** Start PROVIDED RECORDS **
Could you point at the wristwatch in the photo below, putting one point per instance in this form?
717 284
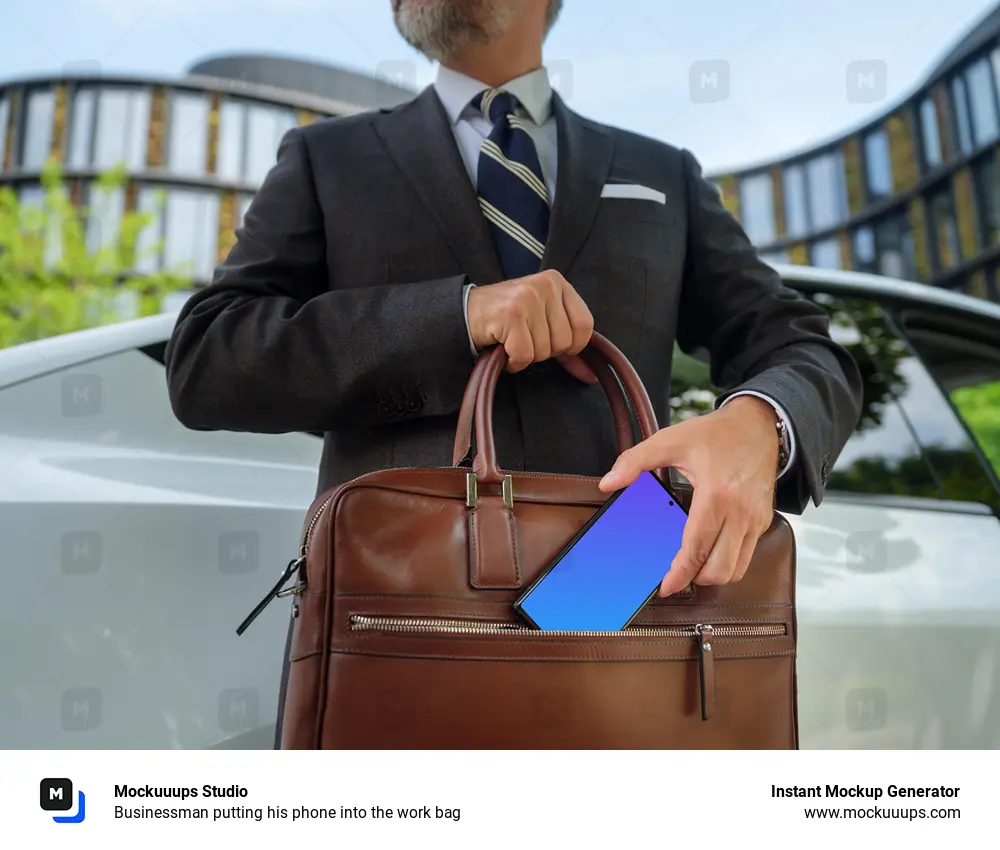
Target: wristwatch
784 444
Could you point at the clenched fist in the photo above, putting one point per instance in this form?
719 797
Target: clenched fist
533 318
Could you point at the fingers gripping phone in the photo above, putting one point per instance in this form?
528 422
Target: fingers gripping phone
613 566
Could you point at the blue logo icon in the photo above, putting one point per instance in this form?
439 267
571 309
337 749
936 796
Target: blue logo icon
56 795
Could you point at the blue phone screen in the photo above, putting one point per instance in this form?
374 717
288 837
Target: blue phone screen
600 583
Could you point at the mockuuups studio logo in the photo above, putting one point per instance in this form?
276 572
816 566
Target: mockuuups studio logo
56 795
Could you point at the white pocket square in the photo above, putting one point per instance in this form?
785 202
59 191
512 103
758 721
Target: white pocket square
633 191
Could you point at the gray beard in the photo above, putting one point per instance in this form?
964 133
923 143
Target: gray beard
441 29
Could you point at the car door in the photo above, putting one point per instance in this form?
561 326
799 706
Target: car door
899 610
132 549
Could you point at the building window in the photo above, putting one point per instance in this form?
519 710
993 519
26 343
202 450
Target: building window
4 120
187 152
232 132
184 234
982 102
825 254
878 164
173 301
757 208
827 190
796 205
865 257
105 207
772 257
963 128
945 230
81 136
987 182
122 128
38 129
265 128
894 244
930 132
242 205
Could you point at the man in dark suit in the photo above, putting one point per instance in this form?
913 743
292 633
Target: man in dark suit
385 250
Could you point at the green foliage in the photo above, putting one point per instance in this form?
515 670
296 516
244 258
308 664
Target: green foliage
51 282
979 406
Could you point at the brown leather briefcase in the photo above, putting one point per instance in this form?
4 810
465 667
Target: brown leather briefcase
404 635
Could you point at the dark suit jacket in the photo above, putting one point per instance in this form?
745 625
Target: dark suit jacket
339 309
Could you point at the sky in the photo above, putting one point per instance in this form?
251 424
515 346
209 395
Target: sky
734 81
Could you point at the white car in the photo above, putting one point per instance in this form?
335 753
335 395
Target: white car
132 547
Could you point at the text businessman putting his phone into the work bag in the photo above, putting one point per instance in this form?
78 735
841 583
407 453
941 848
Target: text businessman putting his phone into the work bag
406 634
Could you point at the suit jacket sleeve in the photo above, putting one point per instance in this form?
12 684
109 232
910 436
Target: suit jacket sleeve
272 345
764 337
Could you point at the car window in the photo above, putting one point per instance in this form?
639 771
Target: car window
964 362
908 441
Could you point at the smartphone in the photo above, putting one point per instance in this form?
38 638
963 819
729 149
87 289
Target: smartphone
613 566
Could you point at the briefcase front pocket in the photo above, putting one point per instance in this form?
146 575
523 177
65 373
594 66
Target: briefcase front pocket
508 685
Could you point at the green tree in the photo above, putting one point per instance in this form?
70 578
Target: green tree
979 406
57 275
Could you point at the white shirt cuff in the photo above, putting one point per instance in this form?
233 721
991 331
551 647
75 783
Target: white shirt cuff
465 311
784 418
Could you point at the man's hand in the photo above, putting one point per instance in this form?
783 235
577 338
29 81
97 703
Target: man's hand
730 457
533 318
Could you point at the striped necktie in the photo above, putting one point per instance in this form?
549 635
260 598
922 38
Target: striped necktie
512 192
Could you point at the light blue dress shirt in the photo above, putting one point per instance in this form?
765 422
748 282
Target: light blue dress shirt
471 128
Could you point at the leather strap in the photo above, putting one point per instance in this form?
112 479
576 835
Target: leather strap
494 560
466 414
463 432
599 354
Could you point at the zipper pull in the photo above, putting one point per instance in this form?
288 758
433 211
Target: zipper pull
706 669
275 591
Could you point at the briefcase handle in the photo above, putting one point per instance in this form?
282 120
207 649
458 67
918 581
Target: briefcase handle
599 354
466 414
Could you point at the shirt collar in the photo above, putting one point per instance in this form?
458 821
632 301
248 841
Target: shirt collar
533 90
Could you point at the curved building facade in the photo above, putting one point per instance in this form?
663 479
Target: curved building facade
913 194
195 148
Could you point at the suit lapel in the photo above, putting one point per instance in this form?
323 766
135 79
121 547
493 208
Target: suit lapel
418 136
585 153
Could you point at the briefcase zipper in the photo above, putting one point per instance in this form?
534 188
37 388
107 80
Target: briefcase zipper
430 625
703 633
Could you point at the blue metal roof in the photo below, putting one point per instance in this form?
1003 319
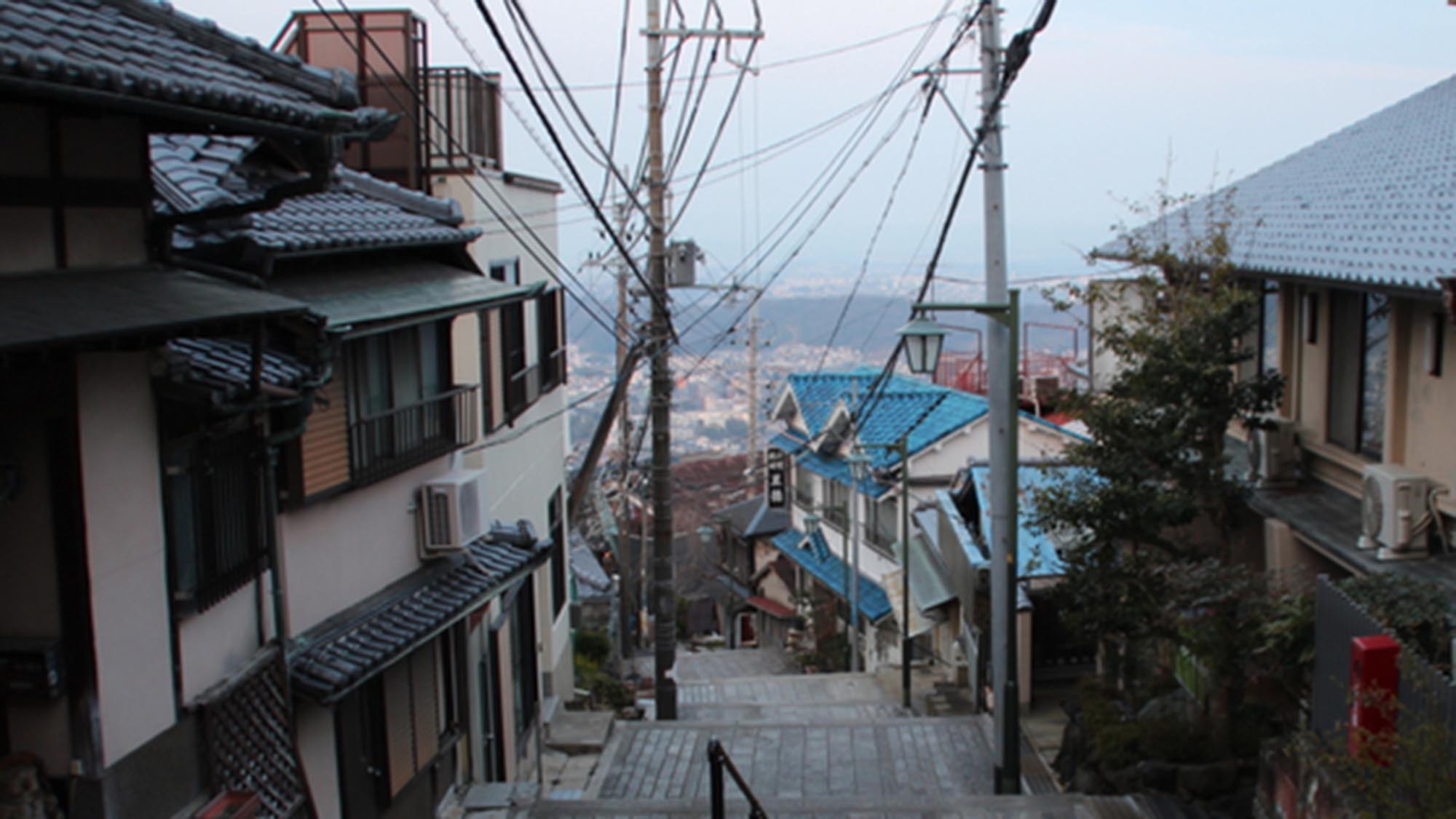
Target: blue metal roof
1374 203
1036 551
812 554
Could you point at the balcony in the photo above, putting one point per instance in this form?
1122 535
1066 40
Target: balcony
468 120
401 438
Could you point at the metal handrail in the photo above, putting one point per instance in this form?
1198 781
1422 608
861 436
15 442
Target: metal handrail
717 761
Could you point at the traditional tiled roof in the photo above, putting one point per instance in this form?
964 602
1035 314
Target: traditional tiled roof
142 55
753 518
357 212
88 305
812 553
1374 203
346 650
225 365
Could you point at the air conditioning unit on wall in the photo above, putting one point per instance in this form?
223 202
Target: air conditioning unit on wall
1273 454
451 513
1396 512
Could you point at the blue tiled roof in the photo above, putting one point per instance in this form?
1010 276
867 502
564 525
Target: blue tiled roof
1036 551
152 55
1374 203
357 212
813 555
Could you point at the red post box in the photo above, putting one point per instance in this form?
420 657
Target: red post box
1375 678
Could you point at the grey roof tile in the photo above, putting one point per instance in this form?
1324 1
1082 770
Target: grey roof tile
1371 205
193 173
363 640
154 53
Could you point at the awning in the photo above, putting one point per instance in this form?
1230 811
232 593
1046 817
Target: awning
395 290
346 650
74 306
771 608
921 621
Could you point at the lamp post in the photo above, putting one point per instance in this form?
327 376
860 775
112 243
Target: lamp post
922 340
902 448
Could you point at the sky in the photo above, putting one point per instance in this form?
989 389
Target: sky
1116 97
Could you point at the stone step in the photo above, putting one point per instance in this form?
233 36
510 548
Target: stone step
1046 806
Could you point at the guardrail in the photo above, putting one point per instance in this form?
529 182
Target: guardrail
719 761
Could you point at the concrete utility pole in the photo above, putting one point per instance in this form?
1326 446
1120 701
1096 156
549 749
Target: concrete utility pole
1002 392
662 401
627 571
753 389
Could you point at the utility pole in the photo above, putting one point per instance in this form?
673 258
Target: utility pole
753 389
662 400
1002 392
628 571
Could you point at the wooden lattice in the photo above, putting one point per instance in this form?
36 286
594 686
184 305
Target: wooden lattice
247 724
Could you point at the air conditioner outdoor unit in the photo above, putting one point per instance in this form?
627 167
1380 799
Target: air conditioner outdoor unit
1273 454
1396 512
452 512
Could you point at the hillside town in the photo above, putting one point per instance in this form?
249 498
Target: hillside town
341 477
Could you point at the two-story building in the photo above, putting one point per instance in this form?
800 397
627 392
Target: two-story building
263 413
946 430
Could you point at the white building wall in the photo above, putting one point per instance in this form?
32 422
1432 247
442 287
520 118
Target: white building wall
122 490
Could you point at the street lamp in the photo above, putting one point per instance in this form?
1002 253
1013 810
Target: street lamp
922 341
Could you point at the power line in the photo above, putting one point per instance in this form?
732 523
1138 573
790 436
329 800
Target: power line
797 60
576 175
519 18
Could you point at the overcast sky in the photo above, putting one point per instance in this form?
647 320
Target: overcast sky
1115 91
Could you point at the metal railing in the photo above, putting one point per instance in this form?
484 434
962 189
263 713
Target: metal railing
397 439
522 389
719 761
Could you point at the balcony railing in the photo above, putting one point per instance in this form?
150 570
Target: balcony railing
397 439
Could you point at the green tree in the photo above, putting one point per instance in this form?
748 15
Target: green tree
1154 528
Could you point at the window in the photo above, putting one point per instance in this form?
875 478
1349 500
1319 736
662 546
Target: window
507 272
558 557
548 330
213 510
523 647
1269 330
410 716
883 528
403 405
513 360
1359 341
836 505
803 487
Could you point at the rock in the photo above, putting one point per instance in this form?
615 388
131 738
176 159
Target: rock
1208 781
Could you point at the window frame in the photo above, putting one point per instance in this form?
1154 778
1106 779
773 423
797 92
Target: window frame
193 462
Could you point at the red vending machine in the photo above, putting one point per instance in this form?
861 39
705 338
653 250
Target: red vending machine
1375 678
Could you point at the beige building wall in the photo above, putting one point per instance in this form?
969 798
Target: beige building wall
126 544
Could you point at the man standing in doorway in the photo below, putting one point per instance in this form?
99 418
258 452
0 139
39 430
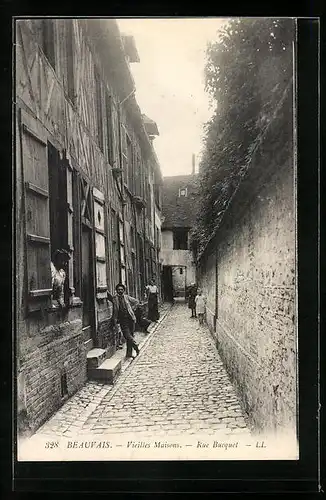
** End PROVIDED RECORDS **
Which lines of the items above contain the word "strap"? Report each such line in full.

WRITTEN REPLY →
Could you point at the leather strap in the photo above, putting one point per instance in this form?
Target: leather strap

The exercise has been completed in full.